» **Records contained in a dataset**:
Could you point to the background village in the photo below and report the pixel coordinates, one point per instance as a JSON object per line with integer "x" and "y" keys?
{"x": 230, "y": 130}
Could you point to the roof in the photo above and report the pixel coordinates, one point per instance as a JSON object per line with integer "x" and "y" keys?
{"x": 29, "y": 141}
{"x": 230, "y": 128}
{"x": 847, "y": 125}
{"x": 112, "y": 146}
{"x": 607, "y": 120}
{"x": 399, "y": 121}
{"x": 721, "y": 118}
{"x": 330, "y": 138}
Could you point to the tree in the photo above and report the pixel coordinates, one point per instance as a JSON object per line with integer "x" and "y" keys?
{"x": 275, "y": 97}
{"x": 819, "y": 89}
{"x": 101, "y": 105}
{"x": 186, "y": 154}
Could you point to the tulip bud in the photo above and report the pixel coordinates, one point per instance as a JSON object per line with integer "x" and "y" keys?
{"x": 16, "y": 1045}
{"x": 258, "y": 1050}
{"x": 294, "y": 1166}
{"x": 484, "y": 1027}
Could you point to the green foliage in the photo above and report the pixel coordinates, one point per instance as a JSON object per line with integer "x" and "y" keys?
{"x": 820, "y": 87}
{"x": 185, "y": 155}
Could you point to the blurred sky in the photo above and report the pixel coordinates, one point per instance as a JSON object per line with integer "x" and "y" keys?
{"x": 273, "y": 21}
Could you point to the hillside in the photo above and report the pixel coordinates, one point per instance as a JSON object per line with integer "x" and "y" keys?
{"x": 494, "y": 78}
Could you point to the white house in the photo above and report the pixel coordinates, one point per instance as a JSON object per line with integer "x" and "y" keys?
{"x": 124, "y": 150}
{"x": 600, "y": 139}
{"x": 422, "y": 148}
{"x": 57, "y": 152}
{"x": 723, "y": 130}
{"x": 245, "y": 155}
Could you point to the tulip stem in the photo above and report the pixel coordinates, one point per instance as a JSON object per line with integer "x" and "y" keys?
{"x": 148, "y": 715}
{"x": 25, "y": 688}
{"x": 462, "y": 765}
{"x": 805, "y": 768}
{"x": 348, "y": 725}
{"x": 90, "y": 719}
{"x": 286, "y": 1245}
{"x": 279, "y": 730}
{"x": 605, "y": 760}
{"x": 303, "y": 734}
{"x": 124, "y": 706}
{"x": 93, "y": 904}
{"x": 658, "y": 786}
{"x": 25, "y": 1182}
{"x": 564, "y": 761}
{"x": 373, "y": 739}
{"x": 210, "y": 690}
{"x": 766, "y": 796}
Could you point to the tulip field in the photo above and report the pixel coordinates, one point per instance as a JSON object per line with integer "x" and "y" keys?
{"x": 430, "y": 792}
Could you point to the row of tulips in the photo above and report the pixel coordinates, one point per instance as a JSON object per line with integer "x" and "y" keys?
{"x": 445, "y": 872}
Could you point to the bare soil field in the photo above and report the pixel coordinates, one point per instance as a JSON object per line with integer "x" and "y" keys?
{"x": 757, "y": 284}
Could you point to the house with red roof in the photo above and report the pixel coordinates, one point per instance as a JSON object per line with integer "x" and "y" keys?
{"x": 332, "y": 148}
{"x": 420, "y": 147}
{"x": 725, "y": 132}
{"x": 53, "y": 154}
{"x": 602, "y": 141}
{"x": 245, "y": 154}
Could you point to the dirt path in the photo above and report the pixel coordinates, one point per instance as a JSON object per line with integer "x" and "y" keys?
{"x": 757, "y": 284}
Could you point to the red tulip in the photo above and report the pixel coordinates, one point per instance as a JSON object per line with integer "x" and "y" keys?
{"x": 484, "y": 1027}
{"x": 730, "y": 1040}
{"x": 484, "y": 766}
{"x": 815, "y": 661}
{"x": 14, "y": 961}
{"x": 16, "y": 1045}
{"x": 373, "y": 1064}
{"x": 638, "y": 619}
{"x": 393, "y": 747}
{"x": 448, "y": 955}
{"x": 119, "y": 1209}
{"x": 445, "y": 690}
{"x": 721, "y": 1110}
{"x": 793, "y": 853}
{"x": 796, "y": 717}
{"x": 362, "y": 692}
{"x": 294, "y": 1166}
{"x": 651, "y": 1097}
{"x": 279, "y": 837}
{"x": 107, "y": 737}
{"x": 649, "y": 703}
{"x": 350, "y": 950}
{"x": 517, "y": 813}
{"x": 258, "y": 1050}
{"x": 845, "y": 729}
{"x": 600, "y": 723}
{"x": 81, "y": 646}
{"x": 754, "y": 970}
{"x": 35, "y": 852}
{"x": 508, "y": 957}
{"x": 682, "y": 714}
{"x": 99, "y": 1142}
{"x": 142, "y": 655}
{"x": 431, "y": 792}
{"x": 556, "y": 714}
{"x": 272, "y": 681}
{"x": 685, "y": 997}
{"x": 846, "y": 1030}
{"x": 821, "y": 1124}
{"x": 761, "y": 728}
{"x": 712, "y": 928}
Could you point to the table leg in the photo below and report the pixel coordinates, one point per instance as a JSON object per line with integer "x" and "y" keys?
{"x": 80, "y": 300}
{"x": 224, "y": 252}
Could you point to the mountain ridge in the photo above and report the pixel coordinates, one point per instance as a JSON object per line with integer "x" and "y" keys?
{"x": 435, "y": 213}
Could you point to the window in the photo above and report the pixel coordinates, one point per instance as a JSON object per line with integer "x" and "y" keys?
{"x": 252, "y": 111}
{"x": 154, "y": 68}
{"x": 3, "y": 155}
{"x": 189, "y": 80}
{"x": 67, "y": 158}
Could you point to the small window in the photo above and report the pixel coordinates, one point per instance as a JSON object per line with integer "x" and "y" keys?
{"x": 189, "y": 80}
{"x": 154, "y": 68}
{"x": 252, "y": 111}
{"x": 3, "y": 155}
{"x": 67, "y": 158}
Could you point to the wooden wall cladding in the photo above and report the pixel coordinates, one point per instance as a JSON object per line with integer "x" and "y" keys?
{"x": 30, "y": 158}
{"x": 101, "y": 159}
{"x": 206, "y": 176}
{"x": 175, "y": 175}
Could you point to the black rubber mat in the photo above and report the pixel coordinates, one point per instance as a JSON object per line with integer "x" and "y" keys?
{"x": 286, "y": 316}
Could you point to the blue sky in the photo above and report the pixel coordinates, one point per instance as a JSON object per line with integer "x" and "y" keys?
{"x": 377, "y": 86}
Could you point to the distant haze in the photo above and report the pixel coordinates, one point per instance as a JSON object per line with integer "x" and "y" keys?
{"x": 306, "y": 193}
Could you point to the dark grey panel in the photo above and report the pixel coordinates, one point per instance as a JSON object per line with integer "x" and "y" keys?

» **The problem**:
After reading through the records, retype all of them exactly.

» **Written response**:
Could you point to the background village in the photo below and report the pixel coordinates, one point per instance as a JSON object per line with integer "x" and "y" keys?
{"x": 230, "y": 130}
Could you point to the roof in the photo above and report the pixel coordinates, one point per instance as a JSON object per line with integer "x" and "y" keys?
{"x": 29, "y": 141}
{"x": 230, "y": 128}
{"x": 847, "y": 125}
{"x": 112, "y": 146}
{"x": 607, "y": 120}
{"x": 399, "y": 121}
{"x": 721, "y": 118}
{"x": 330, "y": 138}
Could you point to the tree in the photo above and report the pixel coordinates, one point per instance as a JSON object per line with integer "x" and "y" keys?
{"x": 275, "y": 97}
{"x": 819, "y": 89}
{"x": 101, "y": 105}
{"x": 186, "y": 154}
Could you point to the tulip bud in the photo above and report the pixel coordinates, one point per instance as a JSON object per line with integer "x" and "y" keys?
{"x": 16, "y": 1045}
{"x": 258, "y": 1050}
{"x": 294, "y": 1166}
{"x": 484, "y": 1027}
Could you point to the green foliage in the photo above and report the pixel coordinates, one point per instance as a JSON object per line with integer "x" and "y" keys?
{"x": 820, "y": 87}
{"x": 185, "y": 155}
Could you point to the blurred sky in the photo above and report the pixel coordinates, one point per instance as a JSON object per line with integer "x" and "y" keys?
{"x": 273, "y": 21}
Could you point to the hillside in the photo above and report the pixel coordinates, one point per instance as a JSON object per line with integer "x" and "y" keys?
{"x": 494, "y": 78}
Could you point to the white house in the photo above and report the pixel coordinates, one point per instance as a JSON object per line with integer "x" and "y" keys?
{"x": 124, "y": 150}
{"x": 600, "y": 139}
{"x": 422, "y": 148}
{"x": 57, "y": 152}
{"x": 723, "y": 130}
{"x": 245, "y": 155}
Could you point to the tulip stem in the photo above and report the pixel coordinates, one point per instance as a JSON object per line with integer "x" and "y" keys?
{"x": 148, "y": 715}
{"x": 25, "y": 688}
{"x": 462, "y": 765}
{"x": 805, "y": 768}
{"x": 348, "y": 725}
{"x": 90, "y": 719}
{"x": 286, "y": 1245}
{"x": 279, "y": 730}
{"x": 605, "y": 760}
{"x": 303, "y": 734}
{"x": 124, "y": 706}
{"x": 93, "y": 904}
{"x": 658, "y": 786}
{"x": 25, "y": 1182}
{"x": 564, "y": 761}
{"x": 373, "y": 739}
{"x": 210, "y": 690}
{"x": 766, "y": 796}
Could you point to the tulip field in the photo above and report the pixel coordinates, one point per instance as a JSON object per line with integer "x" and "y" keys?
{"x": 430, "y": 792}
Could you point to the row of tulips in the photo above and report the pixel coordinates, one point per instance as a JSON object per line with integer "x" and "y" keys?
{"x": 445, "y": 872}
Could you point to the bare soil field in the photo above and report the pixel coordinates, one point per instance as a JSON object per line with integer "x" and "y" keys?
{"x": 757, "y": 284}
Could you point to the house with red roof in the photo above and report the pixel coordinates, one point per instance as a JSON object per line with integer "x" and "y" keys?
{"x": 332, "y": 148}
{"x": 420, "y": 147}
{"x": 725, "y": 132}
{"x": 53, "y": 154}
{"x": 602, "y": 141}
{"x": 245, "y": 154}
Could you point to the dirt path in the photo above and report the pixel coordinates, one point per instance as a JSON object per line with integer "x" and "y" keys?
{"x": 757, "y": 284}
Could you point to the red tulip in the photo above and report the pixel coordinates, one point per instance as a JSON object per line with integer "x" and "y" keys?
{"x": 484, "y": 1027}
{"x": 730, "y": 1040}
{"x": 484, "y": 766}
{"x": 815, "y": 661}
{"x": 14, "y": 961}
{"x": 16, "y": 1045}
{"x": 373, "y": 1064}
{"x": 638, "y": 619}
{"x": 393, "y": 747}
{"x": 448, "y": 955}
{"x": 119, "y": 1209}
{"x": 445, "y": 690}
{"x": 721, "y": 1110}
{"x": 793, "y": 853}
{"x": 796, "y": 717}
{"x": 362, "y": 692}
{"x": 294, "y": 1166}
{"x": 651, "y": 1097}
{"x": 279, "y": 837}
{"x": 107, "y": 737}
{"x": 649, "y": 703}
{"x": 350, "y": 950}
{"x": 517, "y": 813}
{"x": 258, "y": 1050}
{"x": 845, "y": 729}
{"x": 600, "y": 723}
{"x": 81, "y": 646}
{"x": 754, "y": 970}
{"x": 35, "y": 852}
{"x": 508, "y": 957}
{"x": 682, "y": 714}
{"x": 99, "y": 1142}
{"x": 142, "y": 655}
{"x": 431, "y": 792}
{"x": 556, "y": 714}
{"x": 272, "y": 681}
{"x": 685, "y": 997}
{"x": 846, "y": 1030}
{"x": 821, "y": 1124}
{"x": 761, "y": 728}
{"x": 712, "y": 928}
Could you point to the table leg in the photo below and report the pixel coordinates, one point per instance as a JSON object per line with integer "x" and "y" keys?
{"x": 80, "y": 300}
{"x": 224, "y": 252}
Could you point to the mountain ridge in the photo above and report the pixel coordinates, one point per instance as a JSON object per line with integer "x" and "y" keys?
{"x": 435, "y": 213}
Could you point to the window in the photo above and report the pixel coordinates, one point per instance as a JSON object per line with integer "x" and "y" keys?
{"x": 252, "y": 111}
{"x": 154, "y": 68}
{"x": 3, "y": 155}
{"x": 189, "y": 80}
{"x": 67, "y": 158}
Could you point to the small window in the photo above and report the pixel coordinates, one point per instance as a JSON object per line with integer "x" and "y" keys?
{"x": 189, "y": 80}
{"x": 154, "y": 68}
{"x": 252, "y": 111}
{"x": 3, "y": 155}
{"x": 67, "y": 158}
Could you point to the wooden wall cladding in the photo above and report the pixel coordinates, one point per instance as a JSON object per line with integer "x" and "y" keys?
{"x": 30, "y": 158}
{"x": 101, "y": 159}
{"x": 206, "y": 176}
{"x": 175, "y": 175}
Could you point to the black rubber mat in the photo above and report the pixel coordinates, one point per instance as a JSON object per line with integer "x" and "y" keys?
{"x": 286, "y": 316}
Could you point to the blue sky in the photo above and report the pixel coordinates, one point per instance as a JSON object per line with integer "x" and "y" keys?
{"x": 377, "y": 86}
Could you point to the distant haze in the photo above and report the pixel coordinates, one point per instance as a JSON object per line with integer "x" and "y" keys?
{"x": 306, "y": 193}
Could you point to the dark grey panel in the photo above and report the pixel coordinates, one point per instance as a JSON object per line with integer "x" and "y" keys?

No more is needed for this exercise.